Problem description: Print all entries word for word.

begin Extracted data

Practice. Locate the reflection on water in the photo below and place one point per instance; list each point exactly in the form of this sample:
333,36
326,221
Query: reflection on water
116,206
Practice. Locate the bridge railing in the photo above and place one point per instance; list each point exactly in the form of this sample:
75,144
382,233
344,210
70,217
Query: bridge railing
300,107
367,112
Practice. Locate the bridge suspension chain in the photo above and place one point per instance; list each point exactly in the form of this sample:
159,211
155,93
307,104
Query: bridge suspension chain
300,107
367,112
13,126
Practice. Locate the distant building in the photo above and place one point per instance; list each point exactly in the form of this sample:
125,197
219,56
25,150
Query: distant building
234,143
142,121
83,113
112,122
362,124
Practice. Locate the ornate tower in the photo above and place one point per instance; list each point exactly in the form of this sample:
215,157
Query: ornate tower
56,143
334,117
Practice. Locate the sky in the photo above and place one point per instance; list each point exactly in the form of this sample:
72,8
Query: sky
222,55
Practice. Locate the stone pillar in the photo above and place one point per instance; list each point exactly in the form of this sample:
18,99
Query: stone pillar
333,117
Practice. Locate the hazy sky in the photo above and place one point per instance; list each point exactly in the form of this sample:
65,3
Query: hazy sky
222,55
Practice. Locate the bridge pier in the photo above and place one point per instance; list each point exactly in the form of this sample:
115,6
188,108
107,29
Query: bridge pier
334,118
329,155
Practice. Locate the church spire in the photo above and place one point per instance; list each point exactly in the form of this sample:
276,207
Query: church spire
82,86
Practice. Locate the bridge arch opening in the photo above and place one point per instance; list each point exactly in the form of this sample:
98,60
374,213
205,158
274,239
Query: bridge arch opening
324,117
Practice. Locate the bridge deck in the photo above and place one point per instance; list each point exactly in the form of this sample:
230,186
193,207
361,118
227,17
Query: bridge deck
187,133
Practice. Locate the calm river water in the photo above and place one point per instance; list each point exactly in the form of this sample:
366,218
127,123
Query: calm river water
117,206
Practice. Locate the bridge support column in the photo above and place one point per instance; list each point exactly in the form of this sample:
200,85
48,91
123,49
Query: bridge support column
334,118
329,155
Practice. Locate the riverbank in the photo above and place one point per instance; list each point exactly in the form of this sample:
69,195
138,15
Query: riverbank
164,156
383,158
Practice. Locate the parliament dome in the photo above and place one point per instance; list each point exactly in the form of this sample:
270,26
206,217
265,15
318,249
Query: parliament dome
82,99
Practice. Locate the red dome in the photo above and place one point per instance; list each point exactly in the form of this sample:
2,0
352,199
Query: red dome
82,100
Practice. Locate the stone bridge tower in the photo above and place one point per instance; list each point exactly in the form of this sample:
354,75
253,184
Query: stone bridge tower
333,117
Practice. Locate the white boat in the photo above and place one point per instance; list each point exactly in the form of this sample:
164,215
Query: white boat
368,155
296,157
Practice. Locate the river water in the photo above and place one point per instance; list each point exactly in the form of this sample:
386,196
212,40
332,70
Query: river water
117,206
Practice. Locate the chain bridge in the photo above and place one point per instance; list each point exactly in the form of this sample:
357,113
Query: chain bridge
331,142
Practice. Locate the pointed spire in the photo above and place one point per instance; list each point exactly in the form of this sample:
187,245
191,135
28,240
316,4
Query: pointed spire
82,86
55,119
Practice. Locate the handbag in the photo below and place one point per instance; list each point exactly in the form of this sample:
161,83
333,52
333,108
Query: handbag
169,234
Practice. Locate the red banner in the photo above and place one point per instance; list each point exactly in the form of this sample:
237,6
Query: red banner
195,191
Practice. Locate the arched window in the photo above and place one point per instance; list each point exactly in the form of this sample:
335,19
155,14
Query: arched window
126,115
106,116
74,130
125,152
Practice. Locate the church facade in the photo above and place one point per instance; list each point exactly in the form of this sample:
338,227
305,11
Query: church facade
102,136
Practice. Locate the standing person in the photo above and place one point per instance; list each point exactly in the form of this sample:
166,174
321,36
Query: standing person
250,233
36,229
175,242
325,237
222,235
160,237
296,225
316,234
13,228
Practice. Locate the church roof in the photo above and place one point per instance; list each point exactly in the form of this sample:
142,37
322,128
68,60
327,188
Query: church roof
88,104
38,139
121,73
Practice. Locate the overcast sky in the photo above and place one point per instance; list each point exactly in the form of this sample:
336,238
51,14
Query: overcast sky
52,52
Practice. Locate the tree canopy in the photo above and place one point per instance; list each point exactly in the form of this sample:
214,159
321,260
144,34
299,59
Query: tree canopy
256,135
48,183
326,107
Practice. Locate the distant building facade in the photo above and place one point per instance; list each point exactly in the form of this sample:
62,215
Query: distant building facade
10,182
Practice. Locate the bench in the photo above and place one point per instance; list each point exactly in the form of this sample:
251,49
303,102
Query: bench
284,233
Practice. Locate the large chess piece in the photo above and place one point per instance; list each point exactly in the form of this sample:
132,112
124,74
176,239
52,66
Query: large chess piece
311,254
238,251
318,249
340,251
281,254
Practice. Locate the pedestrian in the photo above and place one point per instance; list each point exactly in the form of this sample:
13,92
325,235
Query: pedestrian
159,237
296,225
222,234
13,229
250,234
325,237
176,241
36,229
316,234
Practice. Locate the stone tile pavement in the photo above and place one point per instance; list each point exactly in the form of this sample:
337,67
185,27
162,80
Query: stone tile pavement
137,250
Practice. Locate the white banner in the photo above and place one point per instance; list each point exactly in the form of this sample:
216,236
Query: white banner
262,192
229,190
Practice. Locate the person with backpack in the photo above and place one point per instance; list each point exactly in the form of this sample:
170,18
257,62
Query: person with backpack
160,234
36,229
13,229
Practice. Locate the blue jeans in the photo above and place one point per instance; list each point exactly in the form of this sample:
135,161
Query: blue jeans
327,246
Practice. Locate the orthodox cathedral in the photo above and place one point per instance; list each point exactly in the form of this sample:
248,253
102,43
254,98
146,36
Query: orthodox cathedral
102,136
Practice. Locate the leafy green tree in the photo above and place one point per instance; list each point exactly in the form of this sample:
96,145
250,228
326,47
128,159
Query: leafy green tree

end Extracted data

Solution to the problem:
Practice. Locate the reflection on water in the photo below and place one point per instance; list each point exactly in the form of this sample:
333,36
326,221
Query: reflection on water
116,206
Practice. Locate the bridge railing in the photo above and place one point per instance; list each point exactly in the form of this sample:
75,144
382,233
344,210
70,217
Query: bridge railing
300,107
367,112
Practice. Locate the bridge suspension chain in the photo above and place one point per instance; list each point exactly in the form of this sample:
159,211
155,93
307,104
Query: bridge suspension chain
300,107
367,112
13,126
Practice. Locate the distant building in the photo above and place one point per instance; list each point exactly in the form of this sample:
125,197
219,56
25,150
Query: distant building
234,143
142,121
83,113
112,122
362,124
Practice. Locate the ornate tower in the photo above and place one point per instance; list each point exactly in the form of this sample:
215,157
Query: ornate tower
56,143
334,117
Practice. Locate the sky in the photo above and place one point per instance; list each point exactly in the form of this sample:
72,8
Query: sky
222,55
Practice. Locate the stone pillar in the photo above and place one point per instance; list each point exactly in the form of this sample:
18,99
Query: stone pillar
333,117
Practice. Locate the hazy sky in the photo above and place one point per instance; list each point exactly in the form of this sample:
65,3
Query: hazy sky
222,55
Practice. Locate the bridge pier in the photo above and place one point per instance; list each point exactly in the form of this sample:
115,6
188,108
107,29
Query: bridge pier
334,118
329,155
Practice. Locate the church spire in the photo above and place one point per instance; list each point exactly in the form of this sample:
276,207
Query: church spire
82,86
Practice. Locate the bridge arch opening in the photo above and place one point per instance; list each point exactly in the form of this sample:
98,60
374,213
205,158
274,239
Query: bridge arch opening
324,117
Practice. Locate the bridge deck in the photo above and place one point per instance; list each point exactly in the form of this sample:
230,186
193,207
361,118
227,17
Query: bridge deck
187,133
Practice. Locate the calm river water in the photo above and place one point per instance; list each point exactly in the form of this sample:
366,218
127,123
Query: calm river water
117,206
Practice. Locate the bridge support column in the photo above and place one point per instance; list each point exactly in the form of this sample:
200,85
48,91
123,49
Query: bridge support column
334,118
329,155
Practice. Locate the riverbank in the photo above and place one point per instance; list each point exactly in the form of this sample:
69,195
138,15
Query: riverbank
164,156
383,158
Practice. Locate the parliament dome in the photo above and place one point per instance; list each point exactly in the form of this sample:
270,26
206,217
265,15
318,249
Query: parliament dome
82,99
Practice. Locate the red dome in the photo above and place one point per instance; list each point exactly in the form of this sample:
2,0
352,199
Query: red dome
82,100
Practice. Locate the stone bridge tower in the photo above and place one point per instance; list each point exactly in the form of this sample:
354,75
253,184
Query: stone bridge tower
333,117
Practice. Locate the white boat in the photo above and place one point per instance; list each point exactly in the form of this sample:
164,215
Query: white boat
368,155
296,157
Practice. Locate the river water in the photo above and place one point per instance; list each point exactly in the form of this sample:
386,196
212,40
332,70
Query: river water
117,206
Practice. Locate the chain bridge in the photo above and place one point per instance; list each point exactly in the form of this sample:
357,113
Query: chain bridge
331,142
Practice. Locate the pointed spire in the photo above and place one point per instance; list each point exactly in the form of this sample:
187,245
191,135
28,240
316,4
Query: pointed spire
82,86
55,119
Practice. Locate the handbag in the photo below and place one point per instance; list each point exactly in the form of this sample:
161,83
333,52
333,108
Query: handbag
169,234
Practice. Locate the red banner in the photo above and place one point per instance; list each point exactly in the form of this sample:
237,6
Query: red banner
195,191
Practice. Locate the arched window in the photo above and place one point per instance; list each point exactly in the form of this sample:
335,19
155,14
Query: arched window
126,115
106,116
74,130
125,152
Practice. Locate the church facade in the photo above and place one point per instance; list each point exactly in the form of this sample:
338,227
305,11
Query: church facade
102,136
Practice. Locate the standing person in the photo above and place one point per instance; list each point exactly in the form of this sample:
166,174
321,36
Query: standing person
250,233
36,229
175,242
325,237
222,235
160,237
296,225
316,234
13,228
Practice. Locate the church roof in the photo above and place one point per instance; list each point exactly in the form of this sample:
142,37
322,128
68,60
327,188
Query: church roof
88,104
38,139
121,73
Practice. Locate the overcast sky in the photo above and place one point per instance; list each point exactly in the form of this sample:
336,238
51,14
Query: overcast sky
52,52
Practice. Locate the tree canopy in the photo above and place one point per instance; list each point exactly in the form of this sample:
214,159
321,260
144,34
299,59
Query: tree canopy
256,135
48,183
326,107
Practice. Locate the distant building facade in the photo above and place one point per instance; list each point exactly in the form of this sample:
62,215
Query: distant building facade
10,182
Practice. Locate the bench in the photo above and place one point per instance; list each point exactly in the form of this sample:
251,49
303,102
Query: bench
284,233
Practice. Locate the large chess piece in the photo above and place one point per instance; list each point exactly in the form of this sample:
132,112
124,74
176,239
52,66
Query: large chess piece
311,254
238,251
318,249
340,251
281,254
Practice. Locate the pedestrian in the photo above and place one point per instance; list each point exactly in the form of this sample:
13,92
325,235
Query: pedestrian
159,237
296,225
222,234
13,229
250,234
325,237
176,241
36,229
316,234
Practice. Locate the stone tile pavement in the photo above and place one point per instance; list each point exactly in the form of this sample:
337,67
185,27
162,80
Query: stone tile pavement
137,250
Practice. Locate the white banner in the photo above and place one point per instance; list each point exactly in the form of this sample:
216,236
Query: white banner
262,192
229,190
Practice. Locate the person with backpack in the photo above and place one point per instance; list each point exactly in the form of this sample:
170,18
257,62
Query: person with backpack
160,234
36,229
13,229
Practice. Locate the blue jeans in the photo above and place one point per instance; list each point exactly in the form of this sample:
135,161
Query: blue jeans
327,246
Practice. Locate the orthodox cathedral in the photo above and place one point per instance; list each point exactly in the form of this sample:
248,253
102,43
254,98
146,36
Query: orthodox cathedral
102,136
Practice. Locate the leafy green tree in the photo above and place one point per instance; list each point exactly in the form of this sample:
96,145
250,228
326,47
128,159
Query: leafy green tree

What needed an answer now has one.